Exercise prompt »
Write out every one of the items below word for word, changing nothing.

Items for identifying locations
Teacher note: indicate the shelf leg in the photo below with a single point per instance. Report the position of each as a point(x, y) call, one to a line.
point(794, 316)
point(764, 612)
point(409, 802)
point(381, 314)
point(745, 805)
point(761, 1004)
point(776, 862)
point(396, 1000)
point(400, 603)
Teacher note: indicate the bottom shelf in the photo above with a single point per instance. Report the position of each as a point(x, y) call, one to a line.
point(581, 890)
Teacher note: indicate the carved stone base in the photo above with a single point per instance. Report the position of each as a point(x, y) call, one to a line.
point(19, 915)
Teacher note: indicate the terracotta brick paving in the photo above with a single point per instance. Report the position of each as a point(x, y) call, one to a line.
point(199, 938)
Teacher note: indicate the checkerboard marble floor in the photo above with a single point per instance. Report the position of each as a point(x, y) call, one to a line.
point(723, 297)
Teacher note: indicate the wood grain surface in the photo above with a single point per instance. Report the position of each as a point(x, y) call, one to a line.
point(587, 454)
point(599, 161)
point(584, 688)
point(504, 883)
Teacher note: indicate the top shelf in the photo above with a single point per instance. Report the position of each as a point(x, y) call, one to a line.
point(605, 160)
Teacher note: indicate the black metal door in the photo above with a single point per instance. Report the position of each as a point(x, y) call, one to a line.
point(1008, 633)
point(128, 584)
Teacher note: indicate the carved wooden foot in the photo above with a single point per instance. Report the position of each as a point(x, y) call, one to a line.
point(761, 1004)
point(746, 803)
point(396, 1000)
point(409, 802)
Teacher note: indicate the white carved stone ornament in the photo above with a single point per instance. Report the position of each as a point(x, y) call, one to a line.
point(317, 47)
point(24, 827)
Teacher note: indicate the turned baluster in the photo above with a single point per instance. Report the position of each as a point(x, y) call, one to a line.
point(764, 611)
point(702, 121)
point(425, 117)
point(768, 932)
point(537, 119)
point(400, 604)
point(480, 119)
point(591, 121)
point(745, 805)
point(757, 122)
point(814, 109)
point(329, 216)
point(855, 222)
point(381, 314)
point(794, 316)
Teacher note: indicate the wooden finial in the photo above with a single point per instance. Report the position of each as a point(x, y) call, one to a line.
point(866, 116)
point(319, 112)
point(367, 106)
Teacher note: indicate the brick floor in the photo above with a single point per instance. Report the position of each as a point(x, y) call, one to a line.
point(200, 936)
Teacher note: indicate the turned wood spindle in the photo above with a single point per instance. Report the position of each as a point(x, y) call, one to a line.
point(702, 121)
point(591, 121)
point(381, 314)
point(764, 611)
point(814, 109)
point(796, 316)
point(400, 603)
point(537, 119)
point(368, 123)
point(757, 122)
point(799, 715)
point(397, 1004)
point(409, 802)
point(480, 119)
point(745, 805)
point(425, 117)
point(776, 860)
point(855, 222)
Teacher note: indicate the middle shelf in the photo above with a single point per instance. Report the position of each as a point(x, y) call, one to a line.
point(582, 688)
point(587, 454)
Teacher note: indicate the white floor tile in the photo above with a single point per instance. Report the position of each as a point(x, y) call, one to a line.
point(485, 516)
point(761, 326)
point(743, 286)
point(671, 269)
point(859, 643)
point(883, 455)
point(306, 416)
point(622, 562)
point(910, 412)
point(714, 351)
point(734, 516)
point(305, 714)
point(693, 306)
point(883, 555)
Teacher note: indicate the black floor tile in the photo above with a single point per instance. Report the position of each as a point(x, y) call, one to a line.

Output »
Teacher note: indicate the shelf leg in the photo below with a single point per instance. Report the position of each as a point(x, y) call, one to a line.
point(794, 316)
point(764, 612)
point(409, 802)
point(381, 314)
point(745, 805)
point(761, 1004)
point(776, 862)
point(396, 1000)
point(400, 603)
Teacher note: indicate the bottom shelf in the photo above with a single point per instance. Report the position of each as a point(x, y) call, one to a line.
point(581, 890)
Teacher note: indicate the carved stone base in the photo above with a single point per instance. Report the position of each as a point(x, y) call, one to a line.
point(19, 915)
Teacher note: indicate the terracotta brick paving in the photo above with a single point per instance. Report the position of each as a point(x, y) call, one to a line.
point(199, 938)
Teacher note: indicate the checkerboard marble floor in the photo above with a single point per instance. Report the position of each as a point(x, y) call, one to a line.
point(723, 297)
Teacher note: indicate the wood grain surface in the photo above with a single point per instance. Report the position of each as a point(x, y) call, one to a line.
point(587, 454)
point(599, 161)
point(584, 688)
point(504, 883)
Teacher note: indicate the top shelf in the photo above with a single point per instance. Report the position of each as a point(x, y) call, one to a line.
point(605, 160)
Teacher note: indicate the black metal door in the photo above with a single point per instance. Report the position of each as a point(x, y) call, one to a line.
point(1008, 633)
point(128, 584)
Teacher note: indicate the carved wooden foot in the photo above with a single point per instance. Report the position of each as a point(x, y) call, one to a line.
point(761, 1004)
point(746, 803)
point(396, 1000)
point(409, 802)
Teacher note: indicate the white carved stone ornament in the photo above with a single point per instance. Report the position of each as a point(x, y) call, one to a line.
point(317, 47)
point(24, 827)
Teacher note: indicate the turned baluster in the photo above with a single point per instance. Report the position of each as a point(x, y) call, one to a line.
point(764, 611)
point(702, 121)
point(425, 117)
point(768, 932)
point(537, 119)
point(400, 604)
point(480, 119)
point(591, 121)
point(745, 805)
point(757, 122)
point(814, 109)
point(329, 216)
point(855, 222)
point(381, 314)
point(794, 316)
Teacher note: indicate the wooden finial in the photo above with a single point per instance. Report the position of each as a point(x, y) call, one to a line.
point(866, 116)
point(319, 112)
point(367, 106)
Teacher note: indicate the brick floor in the photo above with a single point per instance. Report the position of each as a point(x, y) call, one to a line.
point(200, 936)
Teacher note: indicate the turned wood spindle in the photo above with a single point per instance. Report the position of each as a point(x, y) call, one to a line.
point(702, 121)
point(591, 121)
point(381, 314)
point(764, 611)
point(814, 109)
point(796, 316)
point(400, 603)
point(537, 119)
point(368, 123)
point(757, 122)
point(799, 715)
point(397, 1004)
point(409, 802)
point(480, 119)
point(745, 805)
point(425, 117)
point(776, 860)
point(855, 222)
Teacher note: indicate the middle shelf in the photo above with a single point per instance. Report the position of each as a point(x, y) call, one to a line.
point(582, 688)
point(587, 454)
Teacher note: indicate the white floor tile in the photo above with a single point per instance. Report the position of each as a point(x, y) call, one to a line.
point(485, 516)
point(761, 326)
point(743, 286)
point(671, 269)
point(859, 643)
point(883, 455)
point(306, 416)
point(622, 562)
point(910, 412)
point(714, 351)
point(734, 516)
point(305, 714)
point(693, 306)
point(883, 555)
Teacher note: indicate the black floor tile in the photo above with a single point per instance. Report the position of each as a point(x, y) call, one to a line.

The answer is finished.